- [LISTED ENTRIES]
________

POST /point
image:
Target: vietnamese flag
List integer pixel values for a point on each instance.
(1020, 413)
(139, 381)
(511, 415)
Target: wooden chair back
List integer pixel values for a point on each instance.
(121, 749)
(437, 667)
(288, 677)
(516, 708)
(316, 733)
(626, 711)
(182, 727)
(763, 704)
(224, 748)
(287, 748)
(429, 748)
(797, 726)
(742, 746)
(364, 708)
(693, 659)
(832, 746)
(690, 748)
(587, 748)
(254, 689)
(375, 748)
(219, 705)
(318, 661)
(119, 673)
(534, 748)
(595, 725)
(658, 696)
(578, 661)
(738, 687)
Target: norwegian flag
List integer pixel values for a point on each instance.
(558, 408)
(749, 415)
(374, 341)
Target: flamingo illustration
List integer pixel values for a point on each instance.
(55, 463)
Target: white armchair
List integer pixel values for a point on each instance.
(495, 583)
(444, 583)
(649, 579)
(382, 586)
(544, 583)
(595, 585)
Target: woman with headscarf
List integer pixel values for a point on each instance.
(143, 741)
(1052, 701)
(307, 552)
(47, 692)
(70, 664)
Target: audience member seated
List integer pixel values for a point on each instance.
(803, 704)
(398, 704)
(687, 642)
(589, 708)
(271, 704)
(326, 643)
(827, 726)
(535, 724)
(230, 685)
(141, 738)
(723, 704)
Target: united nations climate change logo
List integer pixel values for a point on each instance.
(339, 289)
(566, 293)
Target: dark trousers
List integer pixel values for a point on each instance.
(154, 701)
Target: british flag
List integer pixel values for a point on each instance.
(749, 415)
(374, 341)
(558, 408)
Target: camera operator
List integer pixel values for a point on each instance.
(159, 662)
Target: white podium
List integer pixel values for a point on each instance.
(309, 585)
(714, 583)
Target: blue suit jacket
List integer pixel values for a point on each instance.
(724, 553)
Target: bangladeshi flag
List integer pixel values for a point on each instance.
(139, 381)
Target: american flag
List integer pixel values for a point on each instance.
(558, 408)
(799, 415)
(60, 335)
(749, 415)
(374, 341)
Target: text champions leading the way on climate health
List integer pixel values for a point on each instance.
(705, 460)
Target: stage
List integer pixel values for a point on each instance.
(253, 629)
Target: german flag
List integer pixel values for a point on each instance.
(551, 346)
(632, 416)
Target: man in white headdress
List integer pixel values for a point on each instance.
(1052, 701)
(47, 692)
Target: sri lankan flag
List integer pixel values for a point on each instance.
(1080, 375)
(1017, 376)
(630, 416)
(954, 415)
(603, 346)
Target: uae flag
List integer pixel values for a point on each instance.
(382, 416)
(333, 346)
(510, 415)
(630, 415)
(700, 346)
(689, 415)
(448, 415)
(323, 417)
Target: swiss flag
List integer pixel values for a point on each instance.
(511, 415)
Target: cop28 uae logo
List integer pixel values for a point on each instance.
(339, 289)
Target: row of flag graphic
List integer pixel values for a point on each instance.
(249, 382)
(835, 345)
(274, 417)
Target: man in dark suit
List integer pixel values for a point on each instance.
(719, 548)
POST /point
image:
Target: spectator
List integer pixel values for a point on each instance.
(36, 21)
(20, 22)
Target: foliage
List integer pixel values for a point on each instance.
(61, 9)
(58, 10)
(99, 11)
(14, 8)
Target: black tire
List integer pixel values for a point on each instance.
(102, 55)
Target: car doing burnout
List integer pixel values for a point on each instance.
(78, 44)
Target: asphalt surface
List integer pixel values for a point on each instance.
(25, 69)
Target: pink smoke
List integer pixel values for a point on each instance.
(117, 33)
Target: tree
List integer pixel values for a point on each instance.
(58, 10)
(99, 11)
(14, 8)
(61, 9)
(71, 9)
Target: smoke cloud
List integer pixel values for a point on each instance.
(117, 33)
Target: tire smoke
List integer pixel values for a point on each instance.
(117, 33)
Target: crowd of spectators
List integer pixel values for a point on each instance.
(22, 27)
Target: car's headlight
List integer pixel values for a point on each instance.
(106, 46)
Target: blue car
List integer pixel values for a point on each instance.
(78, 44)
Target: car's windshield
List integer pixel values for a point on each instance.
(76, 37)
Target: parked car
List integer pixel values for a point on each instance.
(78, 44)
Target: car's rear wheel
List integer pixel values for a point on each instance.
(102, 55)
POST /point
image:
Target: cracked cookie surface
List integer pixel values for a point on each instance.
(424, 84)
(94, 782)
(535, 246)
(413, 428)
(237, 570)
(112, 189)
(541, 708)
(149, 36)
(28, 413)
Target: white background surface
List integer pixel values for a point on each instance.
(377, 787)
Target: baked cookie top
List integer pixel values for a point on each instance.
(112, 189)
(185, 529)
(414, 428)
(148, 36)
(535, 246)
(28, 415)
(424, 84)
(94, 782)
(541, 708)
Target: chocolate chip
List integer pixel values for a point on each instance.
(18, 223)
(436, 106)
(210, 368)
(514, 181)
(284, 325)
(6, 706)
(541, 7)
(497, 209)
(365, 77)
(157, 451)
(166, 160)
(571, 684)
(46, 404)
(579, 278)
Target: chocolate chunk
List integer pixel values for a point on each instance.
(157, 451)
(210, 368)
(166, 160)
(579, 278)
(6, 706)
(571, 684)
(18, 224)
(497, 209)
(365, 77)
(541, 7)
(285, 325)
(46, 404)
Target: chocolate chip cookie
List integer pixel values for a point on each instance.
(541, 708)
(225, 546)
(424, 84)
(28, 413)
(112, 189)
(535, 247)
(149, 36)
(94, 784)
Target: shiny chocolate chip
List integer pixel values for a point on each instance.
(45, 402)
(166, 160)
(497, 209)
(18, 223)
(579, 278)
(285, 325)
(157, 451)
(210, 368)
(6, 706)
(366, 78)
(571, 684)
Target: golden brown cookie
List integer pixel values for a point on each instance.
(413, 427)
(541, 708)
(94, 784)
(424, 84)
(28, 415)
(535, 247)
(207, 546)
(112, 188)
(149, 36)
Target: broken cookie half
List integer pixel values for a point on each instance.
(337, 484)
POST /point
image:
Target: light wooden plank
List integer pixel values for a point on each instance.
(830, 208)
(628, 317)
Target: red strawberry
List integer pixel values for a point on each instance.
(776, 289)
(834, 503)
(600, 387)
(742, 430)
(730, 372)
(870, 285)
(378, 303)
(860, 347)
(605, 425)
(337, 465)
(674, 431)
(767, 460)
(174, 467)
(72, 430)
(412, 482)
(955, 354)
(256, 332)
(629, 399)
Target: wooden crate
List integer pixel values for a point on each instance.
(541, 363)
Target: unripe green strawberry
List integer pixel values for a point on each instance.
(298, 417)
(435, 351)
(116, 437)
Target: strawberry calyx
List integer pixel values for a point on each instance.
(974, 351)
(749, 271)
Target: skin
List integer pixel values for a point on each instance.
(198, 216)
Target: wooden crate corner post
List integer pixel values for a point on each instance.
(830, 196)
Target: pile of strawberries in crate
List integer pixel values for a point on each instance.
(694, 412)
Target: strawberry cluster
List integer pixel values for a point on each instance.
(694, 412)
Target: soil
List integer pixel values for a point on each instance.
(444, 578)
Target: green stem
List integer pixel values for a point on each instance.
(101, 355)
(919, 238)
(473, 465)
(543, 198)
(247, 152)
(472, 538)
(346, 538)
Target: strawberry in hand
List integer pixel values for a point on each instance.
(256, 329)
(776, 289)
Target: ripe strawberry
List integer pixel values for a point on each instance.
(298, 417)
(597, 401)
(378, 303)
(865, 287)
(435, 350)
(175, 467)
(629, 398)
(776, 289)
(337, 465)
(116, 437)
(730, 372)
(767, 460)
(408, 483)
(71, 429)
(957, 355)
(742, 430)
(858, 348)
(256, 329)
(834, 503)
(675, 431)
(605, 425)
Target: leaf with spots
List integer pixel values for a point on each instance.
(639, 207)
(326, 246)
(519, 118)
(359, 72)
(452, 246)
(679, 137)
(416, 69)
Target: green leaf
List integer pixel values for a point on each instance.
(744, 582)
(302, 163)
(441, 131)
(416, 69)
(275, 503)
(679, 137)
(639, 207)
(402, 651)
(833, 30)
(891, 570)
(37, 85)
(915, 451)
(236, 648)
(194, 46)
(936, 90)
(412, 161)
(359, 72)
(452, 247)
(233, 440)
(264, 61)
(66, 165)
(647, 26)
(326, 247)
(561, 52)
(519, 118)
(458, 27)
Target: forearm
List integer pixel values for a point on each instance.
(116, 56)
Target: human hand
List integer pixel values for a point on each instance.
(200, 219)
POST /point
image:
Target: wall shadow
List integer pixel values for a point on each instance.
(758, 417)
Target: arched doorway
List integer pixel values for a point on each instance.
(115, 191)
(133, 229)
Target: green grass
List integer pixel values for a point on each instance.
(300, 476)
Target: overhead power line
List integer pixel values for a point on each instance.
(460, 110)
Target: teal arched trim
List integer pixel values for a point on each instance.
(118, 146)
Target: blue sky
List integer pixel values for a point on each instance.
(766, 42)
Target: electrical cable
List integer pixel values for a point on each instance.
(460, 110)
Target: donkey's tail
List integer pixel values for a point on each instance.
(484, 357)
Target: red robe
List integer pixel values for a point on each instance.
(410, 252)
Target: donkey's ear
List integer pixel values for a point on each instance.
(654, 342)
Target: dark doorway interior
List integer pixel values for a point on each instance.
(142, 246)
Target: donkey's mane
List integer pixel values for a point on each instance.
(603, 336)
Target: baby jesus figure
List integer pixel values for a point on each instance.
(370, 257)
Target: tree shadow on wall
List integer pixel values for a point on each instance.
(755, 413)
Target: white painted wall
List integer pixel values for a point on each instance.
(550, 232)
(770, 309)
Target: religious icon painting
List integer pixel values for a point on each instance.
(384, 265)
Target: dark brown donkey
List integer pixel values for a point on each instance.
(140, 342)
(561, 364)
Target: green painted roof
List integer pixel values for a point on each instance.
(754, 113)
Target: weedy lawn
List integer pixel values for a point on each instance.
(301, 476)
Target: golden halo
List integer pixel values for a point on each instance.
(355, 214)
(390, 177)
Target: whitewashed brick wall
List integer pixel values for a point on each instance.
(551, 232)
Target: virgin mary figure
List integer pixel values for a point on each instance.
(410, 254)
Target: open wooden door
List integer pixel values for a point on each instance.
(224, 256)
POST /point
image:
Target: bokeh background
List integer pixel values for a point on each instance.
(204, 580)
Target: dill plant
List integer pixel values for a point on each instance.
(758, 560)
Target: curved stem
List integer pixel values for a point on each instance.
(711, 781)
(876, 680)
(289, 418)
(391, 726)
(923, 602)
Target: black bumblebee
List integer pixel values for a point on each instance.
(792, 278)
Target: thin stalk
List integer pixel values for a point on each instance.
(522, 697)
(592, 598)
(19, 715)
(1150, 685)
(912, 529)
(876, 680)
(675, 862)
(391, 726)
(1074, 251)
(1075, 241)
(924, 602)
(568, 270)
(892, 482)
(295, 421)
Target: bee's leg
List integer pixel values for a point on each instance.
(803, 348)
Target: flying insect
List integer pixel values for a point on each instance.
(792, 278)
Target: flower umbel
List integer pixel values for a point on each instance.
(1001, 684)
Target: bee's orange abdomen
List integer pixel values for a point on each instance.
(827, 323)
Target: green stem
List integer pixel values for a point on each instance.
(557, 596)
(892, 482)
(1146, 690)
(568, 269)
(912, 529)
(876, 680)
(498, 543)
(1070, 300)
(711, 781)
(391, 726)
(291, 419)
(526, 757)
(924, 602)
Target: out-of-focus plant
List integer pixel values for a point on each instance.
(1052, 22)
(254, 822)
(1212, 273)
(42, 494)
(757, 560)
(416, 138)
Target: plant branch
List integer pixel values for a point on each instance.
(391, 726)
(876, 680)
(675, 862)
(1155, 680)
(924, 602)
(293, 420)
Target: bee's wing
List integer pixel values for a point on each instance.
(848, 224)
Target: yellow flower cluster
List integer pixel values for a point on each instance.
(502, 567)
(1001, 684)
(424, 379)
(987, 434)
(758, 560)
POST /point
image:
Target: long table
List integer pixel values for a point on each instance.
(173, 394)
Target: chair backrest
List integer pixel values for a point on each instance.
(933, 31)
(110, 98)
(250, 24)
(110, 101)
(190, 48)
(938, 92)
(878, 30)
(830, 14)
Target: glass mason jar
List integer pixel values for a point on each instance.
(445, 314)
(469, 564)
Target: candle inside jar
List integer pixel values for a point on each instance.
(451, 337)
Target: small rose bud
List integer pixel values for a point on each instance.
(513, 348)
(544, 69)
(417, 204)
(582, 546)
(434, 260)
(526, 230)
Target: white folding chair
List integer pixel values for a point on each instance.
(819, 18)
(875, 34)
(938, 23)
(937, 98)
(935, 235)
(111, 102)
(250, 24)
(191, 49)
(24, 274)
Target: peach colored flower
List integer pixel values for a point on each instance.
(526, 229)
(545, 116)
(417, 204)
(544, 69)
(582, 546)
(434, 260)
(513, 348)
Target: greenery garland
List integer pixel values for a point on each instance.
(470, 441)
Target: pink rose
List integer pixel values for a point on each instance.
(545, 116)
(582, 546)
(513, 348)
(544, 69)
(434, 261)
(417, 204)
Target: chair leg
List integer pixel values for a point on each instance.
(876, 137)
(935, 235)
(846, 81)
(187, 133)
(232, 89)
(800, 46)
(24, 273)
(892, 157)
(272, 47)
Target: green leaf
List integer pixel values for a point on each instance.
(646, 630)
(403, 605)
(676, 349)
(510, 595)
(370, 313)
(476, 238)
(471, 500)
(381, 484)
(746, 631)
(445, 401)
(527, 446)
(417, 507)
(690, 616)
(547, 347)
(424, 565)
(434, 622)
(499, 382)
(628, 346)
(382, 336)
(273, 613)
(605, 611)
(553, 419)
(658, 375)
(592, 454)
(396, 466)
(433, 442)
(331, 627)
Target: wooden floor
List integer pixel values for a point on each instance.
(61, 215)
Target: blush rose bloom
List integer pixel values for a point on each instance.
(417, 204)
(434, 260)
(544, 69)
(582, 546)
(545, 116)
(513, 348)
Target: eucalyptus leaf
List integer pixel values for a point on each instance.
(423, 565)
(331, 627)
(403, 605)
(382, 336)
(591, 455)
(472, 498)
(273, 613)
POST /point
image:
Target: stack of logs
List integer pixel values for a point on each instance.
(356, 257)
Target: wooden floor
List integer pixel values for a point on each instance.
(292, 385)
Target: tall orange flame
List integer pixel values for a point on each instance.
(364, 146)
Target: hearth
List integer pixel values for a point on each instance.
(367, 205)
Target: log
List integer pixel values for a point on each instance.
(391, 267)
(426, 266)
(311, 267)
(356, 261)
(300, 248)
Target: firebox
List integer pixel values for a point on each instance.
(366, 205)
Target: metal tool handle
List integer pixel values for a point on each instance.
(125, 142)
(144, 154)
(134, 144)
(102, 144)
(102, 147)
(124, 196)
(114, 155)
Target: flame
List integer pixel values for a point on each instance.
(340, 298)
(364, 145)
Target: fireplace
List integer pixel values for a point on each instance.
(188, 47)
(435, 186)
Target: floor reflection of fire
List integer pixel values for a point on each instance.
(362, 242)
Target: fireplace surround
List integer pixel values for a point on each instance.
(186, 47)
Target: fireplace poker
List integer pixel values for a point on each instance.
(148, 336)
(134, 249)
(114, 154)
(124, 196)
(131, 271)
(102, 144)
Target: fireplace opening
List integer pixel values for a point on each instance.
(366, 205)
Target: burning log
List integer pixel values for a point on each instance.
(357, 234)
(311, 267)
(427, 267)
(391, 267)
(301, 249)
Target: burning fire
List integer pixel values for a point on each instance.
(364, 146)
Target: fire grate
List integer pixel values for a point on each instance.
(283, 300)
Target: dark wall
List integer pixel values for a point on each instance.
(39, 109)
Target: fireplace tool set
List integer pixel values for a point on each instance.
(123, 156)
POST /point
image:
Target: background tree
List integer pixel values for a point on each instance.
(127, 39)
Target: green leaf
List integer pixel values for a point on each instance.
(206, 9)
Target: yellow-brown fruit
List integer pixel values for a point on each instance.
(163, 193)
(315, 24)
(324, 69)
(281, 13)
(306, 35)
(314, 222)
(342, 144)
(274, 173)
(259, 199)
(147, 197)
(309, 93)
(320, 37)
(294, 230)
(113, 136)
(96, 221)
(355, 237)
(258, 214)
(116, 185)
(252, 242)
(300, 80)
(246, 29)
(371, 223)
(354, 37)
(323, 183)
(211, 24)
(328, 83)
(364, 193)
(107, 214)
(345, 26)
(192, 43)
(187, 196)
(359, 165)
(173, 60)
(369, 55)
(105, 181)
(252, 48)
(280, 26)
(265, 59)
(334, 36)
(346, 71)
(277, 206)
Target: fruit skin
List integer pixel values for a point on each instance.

________

- [ACTIVITY] Find the string "background" in the material above. Then copy each line that has it.

- [FINAL ANSWER]
Target: white background surface
Target: bokeh background
Target: background tree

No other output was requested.